■ Task brief ■
Exclude the pictures and retype the entries as written.

■ Extracted material ■
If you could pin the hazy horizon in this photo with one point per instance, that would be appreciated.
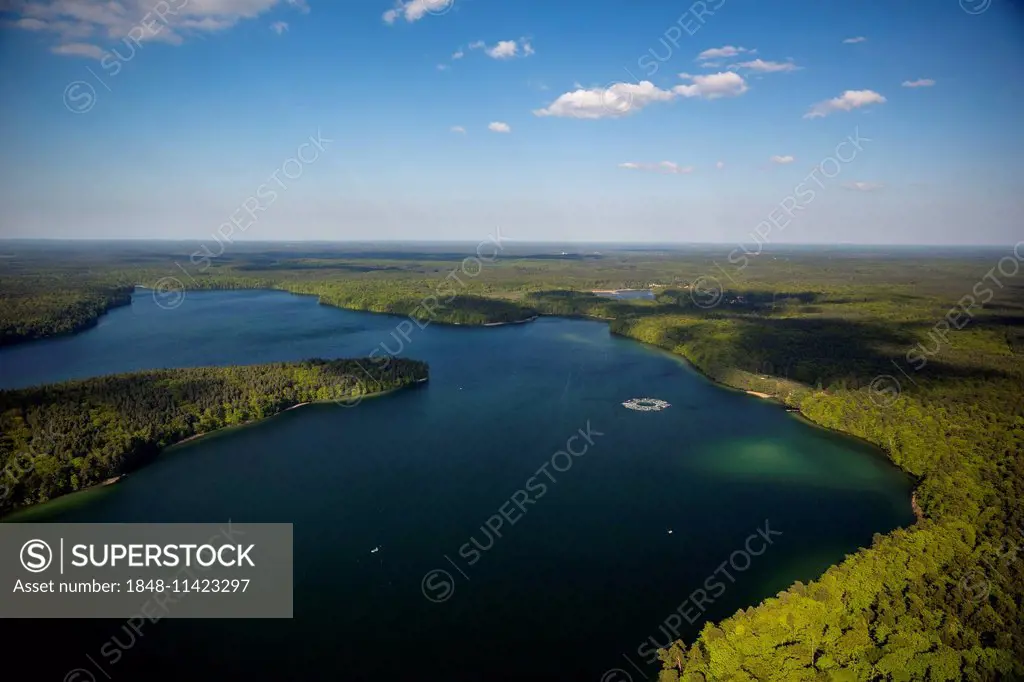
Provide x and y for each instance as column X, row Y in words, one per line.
column 287, row 120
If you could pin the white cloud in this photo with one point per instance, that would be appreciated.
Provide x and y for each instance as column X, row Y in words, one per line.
column 414, row 10
column 132, row 20
column 847, row 101
column 723, row 52
column 613, row 101
column 713, row 86
column 862, row 186
column 624, row 98
column 79, row 49
column 767, row 67
column 666, row 167
column 31, row 25
column 504, row 49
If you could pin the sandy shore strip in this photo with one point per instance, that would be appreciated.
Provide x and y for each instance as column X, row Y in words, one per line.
column 514, row 322
column 760, row 394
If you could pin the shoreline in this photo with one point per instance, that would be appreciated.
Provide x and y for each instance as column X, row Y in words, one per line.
column 797, row 414
column 196, row 436
column 253, row 422
column 514, row 322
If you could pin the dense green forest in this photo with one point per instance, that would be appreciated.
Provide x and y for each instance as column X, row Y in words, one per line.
column 62, row 437
column 817, row 329
column 938, row 601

■ Answer in full ■
If you could pin the hazy horizon in this photo with one point per instance, that would be appreciated.
Provide x and y for each instance as column X, row Y in words, one per line.
column 287, row 120
If you could pin the white cloud in this photo with one point per instance, that would be appreciated.
Provide x and y for each instance as column X, row Y in words, one per line.
column 414, row 10
column 132, row 20
column 847, row 101
column 723, row 52
column 613, row 101
column 713, row 86
column 862, row 186
column 624, row 98
column 79, row 49
column 767, row 67
column 666, row 167
column 31, row 25
column 504, row 49
If you could pin the sandy shore strip in this photo with one point per instance, that would be appreciated.
Provide x and y for each instance as column X, row Y in words, one per line.
column 514, row 322
column 760, row 394
If you could pin the shoreline in this photo with one point per instance, that would be appreciated.
Provide x and y for each instance as column X, row Y in words, one per line.
column 797, row 414
column 196, row 436
column 253, row 422
column 514, row 322
If you could pin the dense green forest in this photo with one point per instance, that would be appreciated.
Provide x and y for each instance as column X, row Y in words, one per line.
column 62, row 437
column 817, row 329
column 938, row 601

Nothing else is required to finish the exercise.